• [PAGE TEXT]
◇ ◇ ◇
Are you personally too confident
in dealing with elected leaders?

“I wouldn’t be doing this if I didn’t believe in it. This isn’t just a job to me. This matters to me, and I think it matters to the state. I think honestly both states (Kansas and Missouri) probably don’t understand the benefit that they have of having this company located in Missouri and Kansas, the good that it does and that it’s one of a very few states that have this left. There’s probably a dozen states that have large electric utilities located in them, local and consumed with their states. I also take it very personally when people attack the caliber of people that we are.

“We can have a conversation all day about is this policy good, is this policy bad. We can have a conversation all day about are our rates acceptable or not acceptable, are they competitive or they not competitive. That’s just a conversation. We’ve got 5,000 people who get up every day and they want to keep the lights on. They want to serve customers. When I hear somebody get up, for example, and testify in front of a committee that the reason we invest is only to make our shareholders wealthier, that we make more money if we invest more – well, guess what? That’s a universal truth. When any company invests more, the end goal is they’re investing because they think this is going to be something that ultimately makes them money, that customers are going to want. In our case, it’s want and need. We consistently put out there what we’re investing in and why we’re investing in it. It’s the most followed kind of thing in state government in terms of the volume of information that’s put out there.

“When you imply that we’re just doing it to get rich, that’s offensive to me and I’m going to directly defend it and I’m going to call BS when it’s BS. At the end of the day, what probably makes me the most direct is when I know people are taking gratuitous shots at who we are and why we’re doing it – our motives. I know they know that it’s gratuitous but they do it because they know it works. That makes me mad. I think what’s different is a lot of times people don’t respond in kind. We’re not going to do that. For example, if you’re a big company who has a large subsidy from us, a subsidy that’s paid by residential customers and you’re going to gratuitously attack us, we’re going to make sure that residential customers in the state of Kansas know you’re are getting a $6 million subsidy off of them. You may not like it. You may say that’s direct. You may say that doesn’t play in Kansas. But if you’re going to attack who we are and why we do something, you need to understand we’re going to defend ourselves.”
◇ ◇ ◇
• [DATA EXTRACT]
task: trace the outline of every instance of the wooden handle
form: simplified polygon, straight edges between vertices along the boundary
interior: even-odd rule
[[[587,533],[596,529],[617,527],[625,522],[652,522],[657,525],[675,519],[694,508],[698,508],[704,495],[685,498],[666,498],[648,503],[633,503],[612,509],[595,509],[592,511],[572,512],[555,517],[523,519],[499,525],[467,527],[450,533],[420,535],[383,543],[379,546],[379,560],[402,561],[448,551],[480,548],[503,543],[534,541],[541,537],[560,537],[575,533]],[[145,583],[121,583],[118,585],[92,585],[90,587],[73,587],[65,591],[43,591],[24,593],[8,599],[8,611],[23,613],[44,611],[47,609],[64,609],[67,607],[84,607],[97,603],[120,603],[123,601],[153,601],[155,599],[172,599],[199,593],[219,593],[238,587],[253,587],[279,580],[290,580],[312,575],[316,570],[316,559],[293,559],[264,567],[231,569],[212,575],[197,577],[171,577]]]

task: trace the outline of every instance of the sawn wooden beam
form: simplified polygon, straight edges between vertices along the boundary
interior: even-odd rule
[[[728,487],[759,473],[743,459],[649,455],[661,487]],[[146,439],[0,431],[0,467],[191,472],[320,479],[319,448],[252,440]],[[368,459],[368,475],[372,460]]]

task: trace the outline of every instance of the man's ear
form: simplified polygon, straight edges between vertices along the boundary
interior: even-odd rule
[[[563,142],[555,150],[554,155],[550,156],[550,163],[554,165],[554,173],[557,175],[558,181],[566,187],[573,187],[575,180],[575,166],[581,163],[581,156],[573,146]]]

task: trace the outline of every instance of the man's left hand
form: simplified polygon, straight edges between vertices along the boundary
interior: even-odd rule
◇ ◇ ◇
• [STATED PROBLEM 1]
Duplicate everything in the interview text from "Are you personally" down to "that we are.".
• [STATED PROBLEM 2]
According to the interview text, how many people get up every day wanting to keep the lights on?

• [COMPLETE OUTPUT 1]
Are you personally too confident
in dealing with elected leaders?

“I wouldn’t be doing this if I didn’t believe in it. This isn’t just a job to me. This matters to me, and I think it matters to the state. I think honestly both states (Kansas and Missouri) probably don’t understand the benefit that they have of having this company located in Missouri and Kansas, the good that it does and that it’s one of a very few states that have this left. There’s probably a dozen states that have large electric utilities located in them, local and consumed with their states. I also take it very personally when people attack the caliber of people that we are.

• [COMPLETE OUTPUT 2]
5,000 people.